» Short task:
Count the lines in the listing below that contain the word "black", and reply with only that number.

-- begin Input --

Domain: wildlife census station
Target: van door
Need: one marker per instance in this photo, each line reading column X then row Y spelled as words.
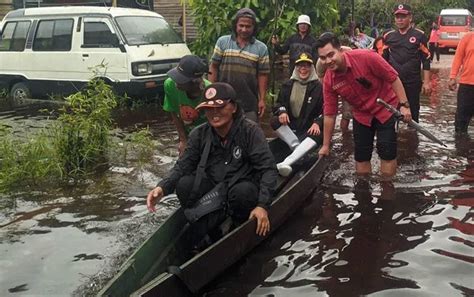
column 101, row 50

-- end Input --
-- begin Input --

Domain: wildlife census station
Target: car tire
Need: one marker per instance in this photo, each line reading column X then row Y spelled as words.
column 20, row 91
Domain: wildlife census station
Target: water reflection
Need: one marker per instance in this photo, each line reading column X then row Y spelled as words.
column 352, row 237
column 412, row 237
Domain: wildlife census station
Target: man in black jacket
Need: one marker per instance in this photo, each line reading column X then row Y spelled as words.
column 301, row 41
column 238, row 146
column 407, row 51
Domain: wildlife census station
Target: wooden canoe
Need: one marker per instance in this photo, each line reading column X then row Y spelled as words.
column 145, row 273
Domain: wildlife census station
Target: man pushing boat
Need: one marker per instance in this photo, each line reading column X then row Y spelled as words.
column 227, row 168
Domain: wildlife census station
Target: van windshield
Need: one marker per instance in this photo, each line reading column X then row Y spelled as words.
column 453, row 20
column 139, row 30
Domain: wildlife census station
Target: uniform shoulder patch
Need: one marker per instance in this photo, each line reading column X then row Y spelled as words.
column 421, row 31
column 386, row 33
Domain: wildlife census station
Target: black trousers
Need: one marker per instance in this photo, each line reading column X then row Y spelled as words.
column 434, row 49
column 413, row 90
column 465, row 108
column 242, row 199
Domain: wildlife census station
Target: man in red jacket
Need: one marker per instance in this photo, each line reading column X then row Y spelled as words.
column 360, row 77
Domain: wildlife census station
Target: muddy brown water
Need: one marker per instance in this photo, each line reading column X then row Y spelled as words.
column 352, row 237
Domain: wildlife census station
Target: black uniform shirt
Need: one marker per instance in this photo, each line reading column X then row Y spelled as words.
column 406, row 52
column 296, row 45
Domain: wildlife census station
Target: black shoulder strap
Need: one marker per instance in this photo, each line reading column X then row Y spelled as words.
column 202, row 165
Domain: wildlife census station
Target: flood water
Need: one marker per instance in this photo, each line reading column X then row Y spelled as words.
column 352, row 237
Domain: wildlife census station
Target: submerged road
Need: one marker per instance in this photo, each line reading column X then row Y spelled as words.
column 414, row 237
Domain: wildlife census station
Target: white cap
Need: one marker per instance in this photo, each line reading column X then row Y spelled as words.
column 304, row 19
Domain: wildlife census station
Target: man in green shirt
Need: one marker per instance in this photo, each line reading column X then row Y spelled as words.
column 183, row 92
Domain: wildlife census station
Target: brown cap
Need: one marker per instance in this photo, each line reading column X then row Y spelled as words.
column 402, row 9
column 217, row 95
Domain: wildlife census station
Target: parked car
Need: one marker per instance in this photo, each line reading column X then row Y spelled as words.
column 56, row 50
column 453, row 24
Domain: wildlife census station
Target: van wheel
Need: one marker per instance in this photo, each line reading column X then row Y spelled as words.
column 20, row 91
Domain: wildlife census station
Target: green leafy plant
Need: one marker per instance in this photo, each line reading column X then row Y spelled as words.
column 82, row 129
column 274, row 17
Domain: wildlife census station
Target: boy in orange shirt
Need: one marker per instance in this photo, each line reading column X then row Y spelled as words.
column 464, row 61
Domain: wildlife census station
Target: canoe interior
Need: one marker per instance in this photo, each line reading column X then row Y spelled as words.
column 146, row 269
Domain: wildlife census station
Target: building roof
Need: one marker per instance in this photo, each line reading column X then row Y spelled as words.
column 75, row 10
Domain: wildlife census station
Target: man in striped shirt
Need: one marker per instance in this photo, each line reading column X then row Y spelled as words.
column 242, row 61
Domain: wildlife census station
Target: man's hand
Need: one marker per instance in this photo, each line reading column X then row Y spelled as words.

-- end Input --
-- begin Input --

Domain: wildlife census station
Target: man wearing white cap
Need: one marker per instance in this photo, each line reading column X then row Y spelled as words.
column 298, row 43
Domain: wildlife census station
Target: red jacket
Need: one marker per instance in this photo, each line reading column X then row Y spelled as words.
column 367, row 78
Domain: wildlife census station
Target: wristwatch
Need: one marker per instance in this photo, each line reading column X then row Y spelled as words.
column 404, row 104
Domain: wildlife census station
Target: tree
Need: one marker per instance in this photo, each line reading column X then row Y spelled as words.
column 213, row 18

-- end Input --

» Output of the task:
4